Brief 1: Express the records as a two-column CSV with the columns request and points, one row per request. Cover only the records starting at their beginning and ending at the line containing "[[254, 24], [214, 72], [226, 53], [224, 50]]". Put each request's text and its answer in a single quoted field with line breaks replaced by spaces, and leave the pictures out.

Extracted text:
SEO

How to Deal with SEO Spam: An Honest Take for Tourism Entrepreneurs

Every so often, we get a support request from a Springnest customer about an email they received from an external SEO consultant or company. These emails usually imply that someone high up like a Manager or Technical Expert took a look at the business' website. They found a series of important problems to solve, and they have the answer to the problem (for a fee, of course).

Below is a screenshot of such a message that made its rounds in the Springnest community recently.

Looks familiar?

Why am I receiving these emails, and should I be worried?

Think about it: a complete stranger sends you an unsolicited email about your business' website, guaranteeing to solve a series of issues you never worried about until now, and likely don't understand.

Sounds like snake oil to me.

  • These emails are sent as part of mass spam campaigns, and are not tailored to your business or website.

Brief 2:
Answer these questions from the article on SEO spam:
(a) Which two roles do the emails usually imply took a look at the business' website?
(b) What does the writer say such an email sounds like?
(c) What are these emails sent as part of?

Task input:

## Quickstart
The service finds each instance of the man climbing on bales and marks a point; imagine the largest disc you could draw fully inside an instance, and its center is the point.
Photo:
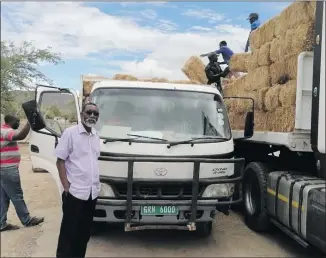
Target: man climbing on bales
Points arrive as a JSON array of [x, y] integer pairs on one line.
[[254, 24], [214, 72], [226, 53], [224, 50]]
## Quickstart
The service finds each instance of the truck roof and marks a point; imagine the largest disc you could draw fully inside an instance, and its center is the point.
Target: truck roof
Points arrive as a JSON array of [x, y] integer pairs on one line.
[[155, 85]]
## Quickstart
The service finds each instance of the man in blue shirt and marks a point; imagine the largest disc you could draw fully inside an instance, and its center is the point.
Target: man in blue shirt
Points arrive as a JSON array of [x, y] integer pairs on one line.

Worked solution 1:
request,points
"## Quickstart The service finds each instance of the man climbing on bales and marks a point; imagine the largest disc you could draw fully inside an instance, and its center is the point. Photo: Target: man climbing on bales Points arrive as a JSON array of [x, y] integer pairs on one line.","[[254, 24], [214, 72], [226, 53], [224, 50]]"

Worked solution 2:
(a) A Manager or a Technical Expert.
(b) Snake oil.
(c) Mass spam campaigns.